There are few places in the world where you can find the geological characteristics necessary for sheltering whale sharks.
The whale shark is the largest existing fish in the world. It has a massive, long body with grey or blue colouring on its back, and round spots and clear horizontal or vertical lines (white or yellowish) on its belly, which is why it is known locally as “domino” and in other places it is also known as chequered or draught fish, in both cases due to the domino and chequers board games. Each individual shark has a unique pattern which makes it easy to identify, since the pattern doesn’t change as it grows. These marks are possible a result of a genetic relationship with other sharks of the Orectoibiformes species, such as the cat shark (Ginglymostomatidae). The sharks are visually highly developed and the distinctive marks on deep water species could be an important social attraction, or signs of social stature in the recognition process. Another possibility is that these pigmentation patterns could be an adaptation to protect them from radiation, which is important for those species that spend a significant part of their time on the water surface.
The whale shark is a slow moving species, staying close to the water surface, which enables us to observe them from close quarters and even swim with them. Their slow movement is part of their eating habits, since they feed by filtering large amounts of water that contain a wide variety of plankton and nekton, including small crustaceans such as krill, crab larva, small fish such as sardines, anchovies, mackerel and occasionally larger prey such as small tuna fish and squid. Phytoplankton and macro algae can also feature as part of their diet.
Sightings of the population located to the north east of the Yucatan peninsula begin in Cabo Catoche during May and in Holbox from mid-June to September. This population has both males and females and on occasions the males show signs of reproduction; that is why it is even more important to protect this particular population.
········
### Instructions for the task:
Decide whether each statement agrees with the whale shark text, answering yes or no and quoting the words that settle it. (a) A whale shark's pattern changes as the shark grows. (b) Whale sharks are sighted in Holbox from mid-June to September. (c) Locally, the whale shark is known as "domino." The listing that comes next is from a different source than the whale shark text.

### Data listing:
········
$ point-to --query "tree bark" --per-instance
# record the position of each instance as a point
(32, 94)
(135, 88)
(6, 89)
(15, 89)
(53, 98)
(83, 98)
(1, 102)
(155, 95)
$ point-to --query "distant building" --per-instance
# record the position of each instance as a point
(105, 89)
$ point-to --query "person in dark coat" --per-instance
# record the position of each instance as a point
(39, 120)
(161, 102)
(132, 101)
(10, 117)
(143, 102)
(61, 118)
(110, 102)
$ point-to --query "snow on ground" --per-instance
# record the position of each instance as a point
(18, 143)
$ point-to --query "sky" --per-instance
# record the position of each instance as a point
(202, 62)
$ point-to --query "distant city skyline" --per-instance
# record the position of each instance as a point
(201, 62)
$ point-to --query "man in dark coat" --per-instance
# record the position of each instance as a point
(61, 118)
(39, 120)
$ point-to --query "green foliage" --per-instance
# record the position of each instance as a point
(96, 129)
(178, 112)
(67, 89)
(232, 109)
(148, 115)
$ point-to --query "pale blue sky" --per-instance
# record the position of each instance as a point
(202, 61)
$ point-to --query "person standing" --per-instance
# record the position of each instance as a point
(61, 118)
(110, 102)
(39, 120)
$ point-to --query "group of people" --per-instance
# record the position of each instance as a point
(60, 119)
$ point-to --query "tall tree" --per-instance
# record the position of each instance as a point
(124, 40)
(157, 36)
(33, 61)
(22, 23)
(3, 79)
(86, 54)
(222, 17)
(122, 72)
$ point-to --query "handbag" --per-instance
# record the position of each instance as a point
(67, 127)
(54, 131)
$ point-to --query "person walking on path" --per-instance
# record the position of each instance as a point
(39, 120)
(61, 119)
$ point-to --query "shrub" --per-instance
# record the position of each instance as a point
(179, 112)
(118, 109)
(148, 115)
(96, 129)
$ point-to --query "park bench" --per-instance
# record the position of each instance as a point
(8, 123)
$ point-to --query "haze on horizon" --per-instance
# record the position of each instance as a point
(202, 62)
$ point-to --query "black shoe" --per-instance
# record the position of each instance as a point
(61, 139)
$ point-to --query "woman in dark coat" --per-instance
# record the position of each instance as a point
········
### Expected answer:
(a) No: "the pattern doesn’t change as it grows"
(b) Yes: "in Holbox from mid-June to September"
(c) Yes: "it is known locally as “domino”"